Give back the whole listing exactly as shown.

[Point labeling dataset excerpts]
------------------------------------------------
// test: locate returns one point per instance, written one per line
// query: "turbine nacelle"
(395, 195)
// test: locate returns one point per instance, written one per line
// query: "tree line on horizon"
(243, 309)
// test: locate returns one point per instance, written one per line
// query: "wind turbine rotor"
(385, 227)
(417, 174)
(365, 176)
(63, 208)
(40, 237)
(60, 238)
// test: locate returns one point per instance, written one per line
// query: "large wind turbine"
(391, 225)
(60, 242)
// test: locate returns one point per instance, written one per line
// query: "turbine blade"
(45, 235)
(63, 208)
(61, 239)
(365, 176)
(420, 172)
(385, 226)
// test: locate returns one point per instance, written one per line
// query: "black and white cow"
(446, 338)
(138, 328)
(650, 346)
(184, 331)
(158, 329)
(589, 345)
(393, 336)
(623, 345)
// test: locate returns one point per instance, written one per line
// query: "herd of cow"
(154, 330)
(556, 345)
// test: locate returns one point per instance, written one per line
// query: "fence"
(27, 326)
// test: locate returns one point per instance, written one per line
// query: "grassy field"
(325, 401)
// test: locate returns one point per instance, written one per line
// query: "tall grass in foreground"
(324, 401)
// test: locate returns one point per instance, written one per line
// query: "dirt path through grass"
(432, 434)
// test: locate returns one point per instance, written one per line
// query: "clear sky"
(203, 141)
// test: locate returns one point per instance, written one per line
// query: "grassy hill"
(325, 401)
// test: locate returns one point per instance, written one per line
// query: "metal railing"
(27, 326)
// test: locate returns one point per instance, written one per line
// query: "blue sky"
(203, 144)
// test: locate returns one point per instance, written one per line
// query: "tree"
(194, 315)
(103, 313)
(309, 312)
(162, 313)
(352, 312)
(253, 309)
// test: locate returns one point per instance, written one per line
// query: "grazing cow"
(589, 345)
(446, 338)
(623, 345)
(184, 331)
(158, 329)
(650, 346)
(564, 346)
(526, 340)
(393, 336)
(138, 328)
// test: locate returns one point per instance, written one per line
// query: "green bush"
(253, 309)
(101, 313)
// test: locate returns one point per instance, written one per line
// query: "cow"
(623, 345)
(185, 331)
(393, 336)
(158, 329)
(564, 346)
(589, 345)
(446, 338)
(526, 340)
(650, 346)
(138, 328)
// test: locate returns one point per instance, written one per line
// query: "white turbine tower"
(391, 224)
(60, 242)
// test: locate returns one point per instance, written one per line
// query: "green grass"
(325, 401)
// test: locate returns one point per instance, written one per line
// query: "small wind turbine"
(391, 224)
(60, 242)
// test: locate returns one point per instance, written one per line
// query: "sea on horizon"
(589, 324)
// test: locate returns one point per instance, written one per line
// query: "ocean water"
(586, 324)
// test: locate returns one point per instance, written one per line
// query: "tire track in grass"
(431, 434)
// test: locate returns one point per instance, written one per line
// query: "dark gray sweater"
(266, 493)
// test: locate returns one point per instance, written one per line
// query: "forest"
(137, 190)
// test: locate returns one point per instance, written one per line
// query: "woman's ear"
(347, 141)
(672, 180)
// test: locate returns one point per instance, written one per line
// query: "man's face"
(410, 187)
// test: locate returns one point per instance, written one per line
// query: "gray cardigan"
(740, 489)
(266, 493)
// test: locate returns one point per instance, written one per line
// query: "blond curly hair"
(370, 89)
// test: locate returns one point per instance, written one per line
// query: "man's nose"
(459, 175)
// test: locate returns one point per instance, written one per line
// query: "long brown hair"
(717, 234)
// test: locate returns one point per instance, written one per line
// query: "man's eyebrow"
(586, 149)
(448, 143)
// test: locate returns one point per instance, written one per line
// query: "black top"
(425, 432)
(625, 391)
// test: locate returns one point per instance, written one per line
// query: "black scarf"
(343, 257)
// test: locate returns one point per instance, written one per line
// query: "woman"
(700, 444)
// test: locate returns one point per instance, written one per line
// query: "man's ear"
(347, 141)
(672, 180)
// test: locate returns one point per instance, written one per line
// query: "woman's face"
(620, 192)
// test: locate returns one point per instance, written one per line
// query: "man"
------------------------------------------------
- _SOLUTION FOR THIS EXERCISE_:
// test: locate returns one point per instance, written one per line
// query: "turbine nacelle"
(395, 195)
// test: locate returns one point per instance, written one per line
// query: "tree line on horizon"
(243, 309)
// test: locate returns one point per instance, written one per line
// query: "wind turbine rotor"
(385, 227)
(417, 174)
(365, 176)
(63, 208)
(40, 237)
(60, 238)
// test: locate returns one point per instance, written one per line
// query: "large wind turbine"
(391, 225)
(60, 242)
// test: locate returns one point per instance, written one per line
// query: "turbine blade"
(45, 235)
(63, 208)
(61, 239)
(365, 176)
(420, 172)
(385, 226)
// test: locate returns one point per instance, written one per line
// query: "black and white cow"
(446, 338)
(138, 328)
(650, 346)
(184, 331)
(158, 329)
(589, 345)
(393, 336)
(623, 345)
// test: locate returns one point per instance, written one per line
// query: "herd of cow"
(154, 330)
(556, 345)
// test: locate returns one point per instance, written one per line
// query: "fence"
(27, 326)
// test: locate returns one point per instance, written one per line
// query: "grassy field"
(325, 401)
// test: locate returns one point per instance, written one per line
// query: "tall grass in foreground"
(324, 401)
// test: locate returns one point per instance, written one per line
// query: "dirt path through grass"
(432, 434)
// test: locate returns one point per instance, written one per line
// query: "clear sky"
(203, 141)
// test: locate returns one point per instance, written one per line
// query: "grassy hill"
(325, 401)
// test: locate returns one point per instance, written one per line
// query: "metal railing"
(27, 326)
// test: locate returns one point per instance, written one per line
// query: "blue sky"
(203, 144)
// test: locate returns one point per instance, written one per line
// query: "tree"
(194, 315)
(103, 313)
(309, 312)
(162, 313)
(352, 312)
(253, 309)
// test: locate returns one point per instance, written one per line
// query: "grazing cow"
(589, 345)
(446, 338)
(623, 345)
(184, 331)
(158, 329)
(650, 346)
(564, 346)
(526, 340)
(393, 336)
(138, 328)
// test: locate returns one point per instance, written one per line
// query: "green bush"
(253, 309)
(101, 313)
// test: locate returns one point per instance, written one per line
// query: "cow"
(623, 345)
(185, 331)
(393, 336)
(158, 329)
(564, 346)
(589, 345)
(446, 338)
(526, 340)
(650, 346)
(138, 328)
// test: locate returns one point per instance, written one per line
// query: "white turbine tower"
(391, 224)
(60, 242)
// test: locate returns one point per instance, written one per line
// query: "green grass"
(325, 401)
// test: locate returns one point per instance, written one per line
// query: "small wind turbine"
(391, 224)
(60, 242)
// test: locate returns one point per instance, written one per line
// query: "sea on horizon"
(589, 324)
// test: locate returns one point per instance, written one per line
// query: "ocean water"
(586, 324)
// test: locate returns one point per instance, written one per line
// query: "tire track in grass"
(431, 434)
// test: locate returns one point per instance, written one per line
// query: "dark gray sweater"
(266, 493)
// test: locate returns one point per instance, written one per line
// query: "forest"
(137, 190)
// test: locate returns one point per instance, written one per line
// query: "woman's ear"
(347, 141)
(672, 180)
// test: locate returns one point per instance, written one per line
// query: "man's face"
(410, 187)
// test: locate returns one point per instance, written one per line
// query: "gray cardigan"
(740, 489)
(266, 493)
// test: locate returns one point per instance, written one per line
// query: "blond curly hair"
(370, 89)
// test: locate returns one point per instance, written one per line
// query: "man's nose"
(459, 175)
// test: locate returns one point per instance, written one per line
// query: "long brown hair"
(717, 234)
// test: locate returns one point per instance, written one per line
// query: "man's eyebrow"
(586, 149)
(448, 143)
// test: locate returns one point per instance, written one per line
// query: "black top"
(425, 432)
(625, 391)
// test: locate returns one point per instance, written one per line
// query: "black scarf"
(343, 257)
// test: locate returns one point per instance, written one per line
// query: "woman"
(700, 444)
// test: locate returns one point per instance, written one per line
// query: "man's ear"
(347, 141)
(672, 180)
// test: locate returns one point per instance, written one per line
// query: "woman's face"
(620, 192)
// test: locate returns one point per instance, written one per line
// query: "man"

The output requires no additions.